### [TEXT SHOWN]
* * * *

Sunday, September 26, 2010

the old lady in Cana

I've had some time to do some leisurely reading today for the first time in weeks. I picked up Nikos Kazantzakis' The Last Temptation of Christ, and I am thoroughly enjoying it. Here is a line from the book spoken from an old woman in Cana as young Jesus runs away to join a monastery in the desert:

“…Don’t you know that God is found not in monasteries but in the homes of men! Wherever you find husband and wife, that’s where you find God; wherever children and petty cares and cooking and arguments and reconciliations, that’s where God is too. Don’t listen to those eunuchs. Sour Grapes! Sour Grapes! The God I’m telling you about, the domestic one, not the monastic: that’s the true God. He’s the one you should adore. Leave the other to those lazy, sterile idiots in the desert!”

-Nikos Kazantzakis

Saturday, September 25, 2010

Nugget Of Wisdom

"Good and evil both increase at compound interest. That is why the little decisions you and I make every day are of such infinite importance. The smallest good act today is the capture of a strategic point from which, a few months later, you may be able to go on to victories you never dreamed of. An apparently trivial indulgence in lust or anger today is the loss of a ridge or railway line or bridgehead from which the enemy may launch an attach otherwise impossible."
-C.S. Lewis

I have forgotten and excluded the principle of trivial sacrifice for the Lord. When I got back from my mission, I would make little sacrifices daily from me to the Lord. I would turn off a show I was enjoying and read a verse. I would close my computer and go on a prayerful, meditative walk. I would consecrate an act to the Lord. I don't find myself doing that much anymore... and I miss it.

* * * *

### [INFORMATION SHOWN]
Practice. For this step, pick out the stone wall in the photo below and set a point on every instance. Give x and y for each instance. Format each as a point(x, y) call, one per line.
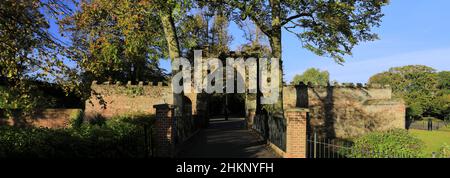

* * * *

### [WORK TO COMPLETE]
From the blog post above, set down everything from "I have forgotten" down to "and I miss it." with no changes.

### [TASK RESULT]
I have forgotten and excluded the principle of trivial sacrifice for the Lord. When I got back from my mission, I would make little sacrifices daily from me to the Lord. I would turn off a show I was enjoying and read a verse. I would close my computer and go on a prayerful, meditative walk. I would consecrate an act to the Lord. I don't find myself doing that much anymore... and I miss it.